**Work to complete:**
Write the next part of the patent description on intelligent management of networked architectures, picking up right after its last sentence.

**Excerpt provided:**
☆ ☆ ☆ ☆ ☆ ☆ ☆

Intelligent learning and management of a networked architecture

Intelligent learning and management of networked architectures is disclosed. A network architecture can be mapped to identify a set of interconnected hardware and software elements that comprise the network architecture. Data sources associated with the set of interconnected hardware and software elements can be identified and employed to compile data associated with the elements. The data can be utilized to determine an action to address potential negative effects of a change to the network architecture such as an update or patch. In one instance, the action corresponds to a reconfiguration of at least one of the set of interconnected hardware and software elements. Further, machine learning can be employed to determine a particular configuration. Once determined the action can be implemented on the network architecture.

BACKGROUND

Networks are becoming more complex and more distributed, especially for large corporations or financial institutions. The networks continuously are adding network elements to the network that have different configurations, security policies, access policies, and/or the like. It is becoming increasingly difficult to manage each element or type of element on a growing network. Especially difficult is managing and learning the best configurations for each element with updates, new policies, and/or the like as each element may come from a different supplier with its own configuration type and update schedule.

SUMMARY

Systems and methods are provided associated with intelligent management of a networked architecture. In accordance with one aspect, a method, comprising a number of operations including mapping a network architecture comprising a set of software and hardware elements interconnected in a domain, identifying a change to be made to the network architecture, automatically determining an action to address a conflict, associated with the change, that negatively affects performance of the network architecture, in which the action corresponds to reconfiguration of at least one of the set of software and hardware elements, and implementing the action on the network architecture. In one instance the change can correspond to an update or a patch. The method can further comprise determining a negative impact on functionality of the network architecture associated with the change and automatically determining the action that mitigates the negative impact on the functionality of the network architecture.

According to another aspect, a system is provided that comprises a processor coupled to a memory that stores instructions that, when executed by the processor, cause the processor to perform operations. In particular, the instructions can cause a processor to analyze a network architecture comprising a set of software and hardware elements interconnected in a domain, identify a change to be made to the network architecture, automatically determine an action to address a conflict that negatively affects performance of the network architecture associated with the change, in which the action corresponds to reconfiguration of at least one of the set of software and hardware elements, and implement the action on the network architecture. Further, the instructions can cause the processor to determine identifies associated with elements of the networked architecture, locate data sources associated with the elements based on the identifiers, and compile data from the data sources for the elements. The performance of the networked architecture can be determined by way of machine learning based on compiled data. Further, the action can be determined by way of the machine learning based on the performance of the network architecture.

☆ ☆ ☆ ☆ ☆ ☆ ☆

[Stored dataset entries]

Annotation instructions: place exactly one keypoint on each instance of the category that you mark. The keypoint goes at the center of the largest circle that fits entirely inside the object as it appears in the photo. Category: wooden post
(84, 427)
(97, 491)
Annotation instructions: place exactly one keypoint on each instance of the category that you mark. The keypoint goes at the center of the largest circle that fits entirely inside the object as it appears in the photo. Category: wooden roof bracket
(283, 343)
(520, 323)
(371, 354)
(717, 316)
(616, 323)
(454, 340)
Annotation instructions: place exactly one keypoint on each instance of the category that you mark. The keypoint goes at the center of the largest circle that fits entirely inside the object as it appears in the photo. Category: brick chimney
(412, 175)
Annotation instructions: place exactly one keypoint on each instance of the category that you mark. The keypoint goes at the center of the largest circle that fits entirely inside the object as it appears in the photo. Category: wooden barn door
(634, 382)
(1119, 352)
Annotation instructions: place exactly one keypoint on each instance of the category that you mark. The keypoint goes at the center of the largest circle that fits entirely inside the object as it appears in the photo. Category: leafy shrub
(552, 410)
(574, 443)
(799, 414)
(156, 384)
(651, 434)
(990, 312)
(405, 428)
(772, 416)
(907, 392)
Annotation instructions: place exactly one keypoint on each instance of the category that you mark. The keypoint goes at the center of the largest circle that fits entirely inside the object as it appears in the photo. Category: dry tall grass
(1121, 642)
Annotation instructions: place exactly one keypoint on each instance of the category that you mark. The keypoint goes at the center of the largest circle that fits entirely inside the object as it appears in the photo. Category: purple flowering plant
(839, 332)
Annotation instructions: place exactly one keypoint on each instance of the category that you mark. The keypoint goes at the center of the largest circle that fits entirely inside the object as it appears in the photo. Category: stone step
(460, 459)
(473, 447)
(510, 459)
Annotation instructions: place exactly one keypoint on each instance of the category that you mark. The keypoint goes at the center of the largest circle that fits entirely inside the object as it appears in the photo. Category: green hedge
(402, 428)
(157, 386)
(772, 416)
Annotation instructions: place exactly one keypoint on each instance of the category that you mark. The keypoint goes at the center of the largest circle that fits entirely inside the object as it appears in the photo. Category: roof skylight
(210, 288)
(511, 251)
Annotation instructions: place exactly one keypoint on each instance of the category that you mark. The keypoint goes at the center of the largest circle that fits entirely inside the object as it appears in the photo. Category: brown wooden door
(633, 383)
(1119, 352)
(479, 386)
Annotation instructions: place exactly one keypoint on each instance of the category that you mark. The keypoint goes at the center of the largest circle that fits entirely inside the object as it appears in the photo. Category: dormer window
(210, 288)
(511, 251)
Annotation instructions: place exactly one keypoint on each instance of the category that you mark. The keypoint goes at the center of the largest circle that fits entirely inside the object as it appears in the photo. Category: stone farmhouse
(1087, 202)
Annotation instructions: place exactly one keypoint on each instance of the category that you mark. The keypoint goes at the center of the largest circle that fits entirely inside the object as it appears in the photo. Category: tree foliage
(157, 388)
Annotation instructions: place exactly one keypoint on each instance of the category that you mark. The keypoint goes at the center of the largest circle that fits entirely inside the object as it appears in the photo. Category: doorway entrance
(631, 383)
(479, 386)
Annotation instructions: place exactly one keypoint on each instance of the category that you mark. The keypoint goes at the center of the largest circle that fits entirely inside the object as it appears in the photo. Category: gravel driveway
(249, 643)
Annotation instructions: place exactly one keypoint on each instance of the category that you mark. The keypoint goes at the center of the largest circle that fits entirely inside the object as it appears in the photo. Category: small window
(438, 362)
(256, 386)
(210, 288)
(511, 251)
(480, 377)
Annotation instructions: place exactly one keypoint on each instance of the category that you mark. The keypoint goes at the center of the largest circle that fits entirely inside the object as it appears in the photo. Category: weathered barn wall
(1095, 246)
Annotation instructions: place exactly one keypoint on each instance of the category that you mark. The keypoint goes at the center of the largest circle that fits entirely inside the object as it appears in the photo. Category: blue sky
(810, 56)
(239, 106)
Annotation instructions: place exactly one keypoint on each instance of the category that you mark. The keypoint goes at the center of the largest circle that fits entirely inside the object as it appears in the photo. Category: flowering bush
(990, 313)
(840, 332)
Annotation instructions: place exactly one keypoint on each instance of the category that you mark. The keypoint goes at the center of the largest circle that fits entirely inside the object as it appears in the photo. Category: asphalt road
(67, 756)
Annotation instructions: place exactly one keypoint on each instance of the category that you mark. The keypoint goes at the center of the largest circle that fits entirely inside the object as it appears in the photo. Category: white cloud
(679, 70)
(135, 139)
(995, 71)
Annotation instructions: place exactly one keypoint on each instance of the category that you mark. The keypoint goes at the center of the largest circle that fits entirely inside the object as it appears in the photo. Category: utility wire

☆ ☆ ☆ ☆ ☆ ☆ ☆

**Solved exercise:**
A method is also provided in accordance with another aspect that comprises executing, on a processor, instructions that cause the processor to perform operations. The operations can include identifying a set of interconnected software and hardware elements comprising a network architecture, identifying an update to at least one of the set of interconnected software and hardware elements, automatically determining an action to avoid negative impact on functionality of the network architecture associated with the update, wherein the action corresponds to configuration of at least one of the set of interconnected software and hardware elements, and implementing the action on the network architecture. In one instance, the operations further comprise identifying one or more data sources associated with the set of interconnected software and hardware elements, compiling data the one or more data sources, and determining functionality associated with the network architecture by way of machine learning based on the data. Further, the action can be determined by way of machine leaning based on the data.

Aspects of the subject disclosure include substantial benefits in terms of learning an environment and a networked architecture. One advantage resides in a learned understanding of the best configuration for elements in a networked architecture. Another advantage resides in automatically executing the best configuration for elements in a networked architecture.

DETAILED DESCRIPTION

FIG. 1illustrates a system100for intelligent learning and management of networked architectures. The system100includes a mapping component110. The mapping component110maps a networked architecture120. In some embodiments, the networked architecture120includes elements interconnected in a common environment. The elements can include software elements, hardware elements, and/or the like. The environment can be a distributed system, open network, closed network, local area network, and/or the like through which data and/or network traffic traverses to connect the elements.

The mapping component110determines a set of elements of the networked architecture120. In some embodiments, each element of the set of elements includes a unique identifier and/or a type identifier to distinguish elements on the networked architecture120. For example, a software element may be unique to a specific device but also have server copies of the same software elements on multiple devices in the environment. The unique identifier can indicate the element on the specific device and the type identifier can indicate all copies installed of the same software element. In some embodiments, a unique identifier is a serial number, MAC address, IP address, network name, and/or the like. In some embodiments, the type identifier is product name, brand name, model number, workgroup, and/or the like.

The mapping component110determines data sources associated with the set of elements using the identifiers. In some embodiments, the data sources can be system behaviors, human behaviors, internet databases, intranet databases, and/or the like. System behaviors can be how the system is performing (e.g. underperforming, faults, blind spots, performance metrics, and/or the like). Human behaviors can include instances when the system100has failed to determine a configuration for the environment and therefore needed human intervention to determine a best configuration. In some embodiments, human behaviors can be recorded interactions with the elements that indicate inefficiencies to remedy through a new configuration.

Internet databases can be found using the unique identifier and/or type identifier to direct the mapping component110to websites, online manuals, product information databases, and/or the like. The internet databases can have information such as version logs, change logs, patches, updates, support information, end-of-life tracking, and/or the like. In some embodiments, the internet database can indicate alternative elements to the elements currently being employed by the networked architecture120. Intranet databases can include information managed by a system administrator and/or the like to include best practices for a company, internal rules, preferred vendors, client preferences, security requirements, government requirements, and/or the like.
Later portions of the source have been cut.